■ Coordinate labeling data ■
_ _ _ _

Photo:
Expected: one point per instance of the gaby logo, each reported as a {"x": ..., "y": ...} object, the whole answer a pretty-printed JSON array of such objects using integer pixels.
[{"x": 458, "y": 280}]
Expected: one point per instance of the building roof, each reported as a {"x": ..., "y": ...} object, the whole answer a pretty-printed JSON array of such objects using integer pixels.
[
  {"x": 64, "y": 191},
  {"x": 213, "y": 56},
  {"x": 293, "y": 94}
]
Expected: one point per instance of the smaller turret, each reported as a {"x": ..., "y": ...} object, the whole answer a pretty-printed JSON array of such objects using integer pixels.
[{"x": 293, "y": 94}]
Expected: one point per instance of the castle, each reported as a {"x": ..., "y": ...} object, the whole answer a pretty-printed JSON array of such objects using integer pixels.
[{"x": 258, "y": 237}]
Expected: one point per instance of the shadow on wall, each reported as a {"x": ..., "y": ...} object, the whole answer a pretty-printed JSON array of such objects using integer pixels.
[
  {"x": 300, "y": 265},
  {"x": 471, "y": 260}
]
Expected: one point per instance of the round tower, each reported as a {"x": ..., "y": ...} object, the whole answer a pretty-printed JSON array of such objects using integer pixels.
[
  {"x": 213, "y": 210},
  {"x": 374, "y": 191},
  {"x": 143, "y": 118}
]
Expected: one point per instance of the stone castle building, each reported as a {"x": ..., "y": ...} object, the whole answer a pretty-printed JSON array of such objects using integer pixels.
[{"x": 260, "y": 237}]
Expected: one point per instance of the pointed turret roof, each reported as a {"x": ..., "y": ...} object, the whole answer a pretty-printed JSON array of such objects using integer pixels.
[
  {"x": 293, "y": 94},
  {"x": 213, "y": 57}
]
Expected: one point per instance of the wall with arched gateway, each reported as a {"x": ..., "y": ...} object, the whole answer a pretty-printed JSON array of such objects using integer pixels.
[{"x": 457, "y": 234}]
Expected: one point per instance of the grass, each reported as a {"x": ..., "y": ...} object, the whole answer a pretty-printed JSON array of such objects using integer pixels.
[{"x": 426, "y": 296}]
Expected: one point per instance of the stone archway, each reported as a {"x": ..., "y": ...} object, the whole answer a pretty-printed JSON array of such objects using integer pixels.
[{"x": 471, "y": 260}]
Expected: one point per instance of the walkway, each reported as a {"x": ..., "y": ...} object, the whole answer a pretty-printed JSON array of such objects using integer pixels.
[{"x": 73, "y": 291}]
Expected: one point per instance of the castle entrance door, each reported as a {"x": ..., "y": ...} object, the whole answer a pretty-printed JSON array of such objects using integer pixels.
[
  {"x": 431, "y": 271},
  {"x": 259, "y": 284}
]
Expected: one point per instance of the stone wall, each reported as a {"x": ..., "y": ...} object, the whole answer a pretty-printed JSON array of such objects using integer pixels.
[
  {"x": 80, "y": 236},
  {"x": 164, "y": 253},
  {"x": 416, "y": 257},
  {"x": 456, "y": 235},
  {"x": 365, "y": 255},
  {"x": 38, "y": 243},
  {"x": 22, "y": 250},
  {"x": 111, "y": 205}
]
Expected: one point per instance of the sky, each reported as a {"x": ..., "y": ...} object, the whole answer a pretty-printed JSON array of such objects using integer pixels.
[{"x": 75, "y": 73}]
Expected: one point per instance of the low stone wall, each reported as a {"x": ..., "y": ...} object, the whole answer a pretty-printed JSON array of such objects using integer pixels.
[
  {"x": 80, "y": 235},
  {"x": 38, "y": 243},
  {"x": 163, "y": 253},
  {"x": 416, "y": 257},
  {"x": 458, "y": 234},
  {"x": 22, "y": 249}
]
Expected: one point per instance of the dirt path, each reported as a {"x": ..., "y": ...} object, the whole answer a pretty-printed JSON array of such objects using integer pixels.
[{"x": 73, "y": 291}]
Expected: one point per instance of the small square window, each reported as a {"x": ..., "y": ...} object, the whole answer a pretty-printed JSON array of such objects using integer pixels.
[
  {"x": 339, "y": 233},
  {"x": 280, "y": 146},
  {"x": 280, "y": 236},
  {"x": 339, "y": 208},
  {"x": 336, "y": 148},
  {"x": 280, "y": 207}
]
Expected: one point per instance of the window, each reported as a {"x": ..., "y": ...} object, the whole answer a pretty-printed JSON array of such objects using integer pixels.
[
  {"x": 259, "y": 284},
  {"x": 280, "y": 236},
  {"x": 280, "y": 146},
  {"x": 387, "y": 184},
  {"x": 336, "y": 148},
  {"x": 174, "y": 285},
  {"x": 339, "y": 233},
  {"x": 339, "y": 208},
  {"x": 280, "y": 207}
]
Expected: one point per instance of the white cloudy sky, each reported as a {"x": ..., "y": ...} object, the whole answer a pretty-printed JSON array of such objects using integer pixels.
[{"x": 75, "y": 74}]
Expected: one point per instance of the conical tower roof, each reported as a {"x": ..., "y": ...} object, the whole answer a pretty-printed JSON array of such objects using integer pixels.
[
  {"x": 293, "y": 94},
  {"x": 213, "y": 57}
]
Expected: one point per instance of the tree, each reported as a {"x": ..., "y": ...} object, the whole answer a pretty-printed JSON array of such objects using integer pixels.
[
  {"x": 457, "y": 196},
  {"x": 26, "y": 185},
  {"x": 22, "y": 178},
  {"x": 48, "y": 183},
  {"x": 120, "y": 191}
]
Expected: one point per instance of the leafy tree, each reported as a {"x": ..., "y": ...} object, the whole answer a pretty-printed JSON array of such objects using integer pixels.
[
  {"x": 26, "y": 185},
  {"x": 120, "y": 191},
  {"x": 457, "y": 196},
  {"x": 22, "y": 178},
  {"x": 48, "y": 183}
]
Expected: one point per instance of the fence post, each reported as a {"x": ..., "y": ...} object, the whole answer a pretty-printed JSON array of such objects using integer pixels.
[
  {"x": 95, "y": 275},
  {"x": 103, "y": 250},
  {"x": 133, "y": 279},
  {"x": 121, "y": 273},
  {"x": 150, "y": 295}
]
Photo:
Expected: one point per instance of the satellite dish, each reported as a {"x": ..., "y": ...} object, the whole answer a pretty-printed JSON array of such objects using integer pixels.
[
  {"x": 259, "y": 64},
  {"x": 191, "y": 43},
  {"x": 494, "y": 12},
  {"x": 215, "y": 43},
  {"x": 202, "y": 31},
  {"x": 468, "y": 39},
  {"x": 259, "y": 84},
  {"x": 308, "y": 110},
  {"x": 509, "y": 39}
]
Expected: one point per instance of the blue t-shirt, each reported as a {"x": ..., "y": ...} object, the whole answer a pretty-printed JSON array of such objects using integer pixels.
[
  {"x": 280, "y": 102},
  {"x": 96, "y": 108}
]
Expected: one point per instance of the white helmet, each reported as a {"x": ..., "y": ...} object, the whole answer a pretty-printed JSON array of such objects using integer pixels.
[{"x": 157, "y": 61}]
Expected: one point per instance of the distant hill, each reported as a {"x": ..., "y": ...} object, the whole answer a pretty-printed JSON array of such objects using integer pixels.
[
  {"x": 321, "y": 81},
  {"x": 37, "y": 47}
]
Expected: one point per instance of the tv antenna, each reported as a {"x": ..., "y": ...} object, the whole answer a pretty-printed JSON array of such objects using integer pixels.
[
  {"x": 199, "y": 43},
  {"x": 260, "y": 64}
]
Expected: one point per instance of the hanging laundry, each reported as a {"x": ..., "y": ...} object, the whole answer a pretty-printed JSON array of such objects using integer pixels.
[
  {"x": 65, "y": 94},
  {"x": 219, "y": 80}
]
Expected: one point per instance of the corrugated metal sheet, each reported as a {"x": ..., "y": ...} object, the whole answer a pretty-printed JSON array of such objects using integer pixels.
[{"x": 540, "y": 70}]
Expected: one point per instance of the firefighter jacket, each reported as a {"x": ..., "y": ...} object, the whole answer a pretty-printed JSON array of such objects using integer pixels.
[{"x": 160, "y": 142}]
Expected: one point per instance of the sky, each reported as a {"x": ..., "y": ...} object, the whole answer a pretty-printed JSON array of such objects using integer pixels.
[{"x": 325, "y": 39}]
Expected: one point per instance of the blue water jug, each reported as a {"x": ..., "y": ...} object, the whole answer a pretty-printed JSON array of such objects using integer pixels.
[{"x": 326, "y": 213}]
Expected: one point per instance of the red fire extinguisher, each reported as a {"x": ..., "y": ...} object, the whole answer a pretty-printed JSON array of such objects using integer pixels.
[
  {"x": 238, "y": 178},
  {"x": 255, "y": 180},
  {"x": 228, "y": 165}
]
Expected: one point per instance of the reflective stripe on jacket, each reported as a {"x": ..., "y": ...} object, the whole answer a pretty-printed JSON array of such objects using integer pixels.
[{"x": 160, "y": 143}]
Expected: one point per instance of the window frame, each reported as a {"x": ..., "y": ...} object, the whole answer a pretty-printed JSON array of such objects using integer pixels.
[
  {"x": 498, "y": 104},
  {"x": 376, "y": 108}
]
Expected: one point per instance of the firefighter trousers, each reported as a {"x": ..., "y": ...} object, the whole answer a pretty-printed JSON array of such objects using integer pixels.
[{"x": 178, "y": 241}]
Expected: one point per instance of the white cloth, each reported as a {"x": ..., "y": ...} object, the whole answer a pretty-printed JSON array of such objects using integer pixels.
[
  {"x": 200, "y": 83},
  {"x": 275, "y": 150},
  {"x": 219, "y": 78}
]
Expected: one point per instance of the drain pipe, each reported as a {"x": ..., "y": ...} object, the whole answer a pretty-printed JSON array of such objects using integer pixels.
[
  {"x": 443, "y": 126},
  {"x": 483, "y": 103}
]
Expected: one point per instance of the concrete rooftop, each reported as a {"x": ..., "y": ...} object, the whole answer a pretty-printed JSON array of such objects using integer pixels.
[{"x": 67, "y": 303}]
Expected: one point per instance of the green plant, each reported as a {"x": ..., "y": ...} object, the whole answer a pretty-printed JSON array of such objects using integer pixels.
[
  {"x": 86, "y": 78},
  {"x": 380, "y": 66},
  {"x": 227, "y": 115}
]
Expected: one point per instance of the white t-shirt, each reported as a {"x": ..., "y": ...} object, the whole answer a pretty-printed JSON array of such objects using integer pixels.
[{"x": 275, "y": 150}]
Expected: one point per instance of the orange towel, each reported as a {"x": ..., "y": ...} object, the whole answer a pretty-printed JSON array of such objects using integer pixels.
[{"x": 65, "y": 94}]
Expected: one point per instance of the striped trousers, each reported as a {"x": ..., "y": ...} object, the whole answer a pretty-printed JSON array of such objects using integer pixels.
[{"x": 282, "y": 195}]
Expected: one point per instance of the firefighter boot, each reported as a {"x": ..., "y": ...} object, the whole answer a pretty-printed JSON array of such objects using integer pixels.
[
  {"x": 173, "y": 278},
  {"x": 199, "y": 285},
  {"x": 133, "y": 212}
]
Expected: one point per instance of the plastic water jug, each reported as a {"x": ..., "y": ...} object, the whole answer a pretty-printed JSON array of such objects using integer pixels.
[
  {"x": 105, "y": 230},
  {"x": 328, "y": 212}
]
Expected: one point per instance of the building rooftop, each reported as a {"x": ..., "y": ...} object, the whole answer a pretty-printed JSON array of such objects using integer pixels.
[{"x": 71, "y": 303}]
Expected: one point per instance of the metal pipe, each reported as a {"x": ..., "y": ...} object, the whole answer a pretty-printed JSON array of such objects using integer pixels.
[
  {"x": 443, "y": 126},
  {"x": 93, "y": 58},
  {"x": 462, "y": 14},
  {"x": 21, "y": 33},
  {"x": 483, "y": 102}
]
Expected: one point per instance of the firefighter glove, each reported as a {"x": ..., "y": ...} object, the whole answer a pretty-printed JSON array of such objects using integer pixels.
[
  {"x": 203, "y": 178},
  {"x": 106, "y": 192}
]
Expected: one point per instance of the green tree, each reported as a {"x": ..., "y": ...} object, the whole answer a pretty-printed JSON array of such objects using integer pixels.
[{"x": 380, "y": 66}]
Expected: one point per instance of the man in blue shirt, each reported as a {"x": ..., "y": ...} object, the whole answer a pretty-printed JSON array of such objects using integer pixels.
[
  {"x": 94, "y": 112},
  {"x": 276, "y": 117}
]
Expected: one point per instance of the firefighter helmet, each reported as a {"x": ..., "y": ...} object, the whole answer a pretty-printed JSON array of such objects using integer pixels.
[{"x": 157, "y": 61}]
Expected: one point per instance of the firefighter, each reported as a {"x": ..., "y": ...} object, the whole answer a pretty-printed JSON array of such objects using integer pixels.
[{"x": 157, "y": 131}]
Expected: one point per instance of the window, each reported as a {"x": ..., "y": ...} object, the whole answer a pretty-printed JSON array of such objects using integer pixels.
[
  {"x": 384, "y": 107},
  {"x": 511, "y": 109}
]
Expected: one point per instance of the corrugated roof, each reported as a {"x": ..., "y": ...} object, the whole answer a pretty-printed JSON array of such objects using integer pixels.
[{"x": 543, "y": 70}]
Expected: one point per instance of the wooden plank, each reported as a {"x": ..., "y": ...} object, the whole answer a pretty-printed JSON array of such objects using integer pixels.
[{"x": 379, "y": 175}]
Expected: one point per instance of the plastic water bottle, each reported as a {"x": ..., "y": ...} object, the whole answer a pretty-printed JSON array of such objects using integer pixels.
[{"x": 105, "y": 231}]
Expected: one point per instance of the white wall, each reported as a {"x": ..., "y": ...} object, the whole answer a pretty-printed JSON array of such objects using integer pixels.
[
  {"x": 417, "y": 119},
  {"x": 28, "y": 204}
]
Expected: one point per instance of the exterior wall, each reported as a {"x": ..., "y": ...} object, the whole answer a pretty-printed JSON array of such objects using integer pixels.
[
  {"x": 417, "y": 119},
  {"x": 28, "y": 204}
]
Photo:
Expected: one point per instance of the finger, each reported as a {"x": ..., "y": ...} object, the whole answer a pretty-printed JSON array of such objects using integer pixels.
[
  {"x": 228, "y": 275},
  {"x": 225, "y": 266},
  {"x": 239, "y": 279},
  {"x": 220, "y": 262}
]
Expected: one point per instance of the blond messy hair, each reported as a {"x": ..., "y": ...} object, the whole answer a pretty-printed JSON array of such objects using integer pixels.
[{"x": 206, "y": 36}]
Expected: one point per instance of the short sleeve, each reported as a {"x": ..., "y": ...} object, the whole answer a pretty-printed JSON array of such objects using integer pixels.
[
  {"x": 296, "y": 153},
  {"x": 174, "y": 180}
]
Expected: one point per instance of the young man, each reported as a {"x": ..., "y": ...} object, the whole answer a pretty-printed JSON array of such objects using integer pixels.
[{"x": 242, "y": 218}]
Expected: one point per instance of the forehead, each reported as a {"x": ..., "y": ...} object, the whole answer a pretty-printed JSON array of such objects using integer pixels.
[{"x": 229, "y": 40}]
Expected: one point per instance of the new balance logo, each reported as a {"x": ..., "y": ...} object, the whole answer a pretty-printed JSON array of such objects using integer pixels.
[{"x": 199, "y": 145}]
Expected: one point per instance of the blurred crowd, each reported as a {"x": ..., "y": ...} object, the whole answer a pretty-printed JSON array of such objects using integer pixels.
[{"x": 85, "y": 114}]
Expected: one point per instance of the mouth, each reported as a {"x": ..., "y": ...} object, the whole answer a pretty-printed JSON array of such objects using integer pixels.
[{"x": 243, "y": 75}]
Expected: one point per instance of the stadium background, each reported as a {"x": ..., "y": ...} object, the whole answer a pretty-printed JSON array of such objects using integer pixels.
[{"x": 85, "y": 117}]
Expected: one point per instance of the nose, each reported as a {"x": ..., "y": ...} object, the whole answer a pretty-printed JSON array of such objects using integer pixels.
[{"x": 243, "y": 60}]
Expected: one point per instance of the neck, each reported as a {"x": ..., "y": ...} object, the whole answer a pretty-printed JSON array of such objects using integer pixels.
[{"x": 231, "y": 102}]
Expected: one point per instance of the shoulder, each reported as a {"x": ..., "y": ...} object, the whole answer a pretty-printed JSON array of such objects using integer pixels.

_ _ _ _

■ INSTRUCTIONS TO FOLLOW ■
Quote only the lines from the one containing "Expected: one point per instance of the blurred" through the final line of the records, with both ends included.

■ WORKED ANSWER ■
Expected: one point per instance of the blurred crowd, each reported as a {"x": ..., "y": ...} object, the whole answer a pretty-printed JSON array of such objects using integer pixels.
[{"x": 85, "y": 114}]
Expected: one point per instance of the mouth, each reported as a {"x": ..., "y": ...} object, the whole answer a pretty-printed JSON array of such objects using integer pixels.
[{"x": 243, "y": 75}]
Expected: one point per instance of the stadium background, each reported as a {"x": ..., "y": ...} object, the whole answer a pretty-printed JSON array of such objects using integer pixels.
[{"x": 85, "y": 117}]
Expected: one point per instance of the nose, each reported as a {"x": ..., "y": ...} object, the whole answer a pretty-printed JSON array of such objects using integer pixels.
[{"x": 243, "y": 60}]
Expected: one point per instance of the neck, each reported as a {"x": ..., "y": ...} object, the whole answer a pretty-printed JSON array of such objects using integer pixels.
[{"x": 231, "y": 102}]
Expected: one point per instance of the shoulder, each reported as a {"x": ..., "y": ...} object, the whole answer a pretty-printed JSON array of such objects using integer pixels.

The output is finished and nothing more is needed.